Referring expression data:
·····
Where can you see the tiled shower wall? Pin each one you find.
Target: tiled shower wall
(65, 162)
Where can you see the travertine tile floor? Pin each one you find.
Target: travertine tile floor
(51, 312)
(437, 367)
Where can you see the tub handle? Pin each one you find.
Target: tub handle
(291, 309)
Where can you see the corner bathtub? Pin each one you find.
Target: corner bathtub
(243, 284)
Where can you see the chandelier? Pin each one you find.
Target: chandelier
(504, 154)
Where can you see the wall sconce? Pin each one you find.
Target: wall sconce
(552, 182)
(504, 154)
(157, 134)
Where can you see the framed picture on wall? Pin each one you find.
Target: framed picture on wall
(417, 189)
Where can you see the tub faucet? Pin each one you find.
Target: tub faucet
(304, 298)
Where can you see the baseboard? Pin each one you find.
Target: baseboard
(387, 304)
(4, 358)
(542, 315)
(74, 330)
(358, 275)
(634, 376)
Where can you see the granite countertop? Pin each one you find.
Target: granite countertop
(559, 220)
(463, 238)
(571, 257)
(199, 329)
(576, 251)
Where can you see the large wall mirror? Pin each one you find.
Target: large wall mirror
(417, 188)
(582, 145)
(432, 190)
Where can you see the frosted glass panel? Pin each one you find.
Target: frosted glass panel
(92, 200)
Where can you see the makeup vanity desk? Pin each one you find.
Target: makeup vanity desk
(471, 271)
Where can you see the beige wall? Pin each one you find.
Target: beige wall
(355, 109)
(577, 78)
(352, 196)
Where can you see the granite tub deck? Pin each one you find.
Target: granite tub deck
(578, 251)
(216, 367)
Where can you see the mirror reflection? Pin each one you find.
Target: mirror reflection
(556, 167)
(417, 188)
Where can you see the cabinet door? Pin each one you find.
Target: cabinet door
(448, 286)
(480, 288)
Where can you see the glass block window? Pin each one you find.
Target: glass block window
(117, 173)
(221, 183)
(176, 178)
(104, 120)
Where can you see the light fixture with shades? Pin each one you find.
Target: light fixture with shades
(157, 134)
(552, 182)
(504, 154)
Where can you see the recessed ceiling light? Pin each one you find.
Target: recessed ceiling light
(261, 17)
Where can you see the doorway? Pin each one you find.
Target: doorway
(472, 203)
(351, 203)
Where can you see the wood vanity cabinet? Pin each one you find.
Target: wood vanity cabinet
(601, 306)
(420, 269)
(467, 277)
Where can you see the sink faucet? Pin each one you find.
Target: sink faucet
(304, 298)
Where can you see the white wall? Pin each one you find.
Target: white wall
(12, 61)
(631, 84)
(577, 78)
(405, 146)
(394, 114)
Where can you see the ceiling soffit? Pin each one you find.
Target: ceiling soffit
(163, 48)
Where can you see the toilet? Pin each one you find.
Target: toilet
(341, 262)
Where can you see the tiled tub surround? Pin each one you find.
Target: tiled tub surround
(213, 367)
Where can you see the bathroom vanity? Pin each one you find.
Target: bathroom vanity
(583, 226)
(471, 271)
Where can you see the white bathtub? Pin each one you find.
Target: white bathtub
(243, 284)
·····
§ Work order: Only the final stretch of the entries above is needed: print exactly the lines from the line containing "Where can you see the baseboard?" through the last one.

§ Answer box:
Where can you see the baseboard? Pin each one you find.
Target: baseboard
(387, 304)
(4, 358)
(542, 315)
(74, 330)
(358, 275)
(634, 376)
Where can you see the granite countertop? Pin each one you find.
Target: granite countertop
(559, 220)
(463, 238)
(571, 257)
(199, 329)
(576, 251)
Where can you see the large wall mirror? Pin each one you find.
Target: large wall mirror
(417, 188)
(582, 145)
(432, 190)
Where can you see the frosted glass panel? Pin each one you find.
Target: frosted glass panel
(92, 200)
Where can you see the makeup vanity desk? Pin each one you find.
Target: makeup vanity desk
(471, 271)
Where can you see the beige wall? Pin each one you find.
Target: beige wall
(355, 109)
(577, 78)
(352, 196)
Where can you see the granite tub deck? Pin each one you find.
Target: granite tub deck
(578, 251)
(216, 367)
Where can you see the mirror reflection? Pin each one you find.
Target: mirror reflection
(556, 167)
(417, 188)
Where can you see the cabinet door? Pin each one you find.
Target: cabinet door
(448, 286)
(480, 288)
Where can you see the glass block window? Pin each one you find.
Target: glass block window
(117, 173)
(221, 183)
(176, 178)
(104, 120)
Where can you see the light fixture with shades? Pin each one you find.
Target: light fixture with shades
(157, 134)
(552, 182)
(504, 154)
Where can you see the recessed ceiling light? Pin each one you find.
Target: recessed ceiling light
(261, 17)
Where can you see the doorway? Pin each one you find.
Target: doorway
(472, 203)
(351, 203)
Where can you see the wood vanity cabinet? Pin each one you find.
Target: wood vanity cabinet
(601, 306)
(420, 269)
(467, 277)
Where can you see the sink faucet? Pin each one you find.
Target: sink faucet
(304, 298)
Where can you see the white wall? Pin each one you find.
Target: white wall
(12, 61)
(631, 84)
(577, 78)
(405, 146)
(394, 114)
Where can you see the ceiling soffit? Pin each one you find.
Target: ceiling soffit
(163, 48)
Where can you see the toilet? Pin each one you find.
Target: toilet
(341, 262)
Where can you see the tiled tub surround? Pin each one you find.
Target: tiled tub surround
(213, 367)
Where can you see the bathroom vanity? Pin each one you find.
Target: bathroom vanity
(583, 226)
(471, 271)
Where can you see the white bathtub? Pin each one you find.
Target: white bathtub
(243, 284)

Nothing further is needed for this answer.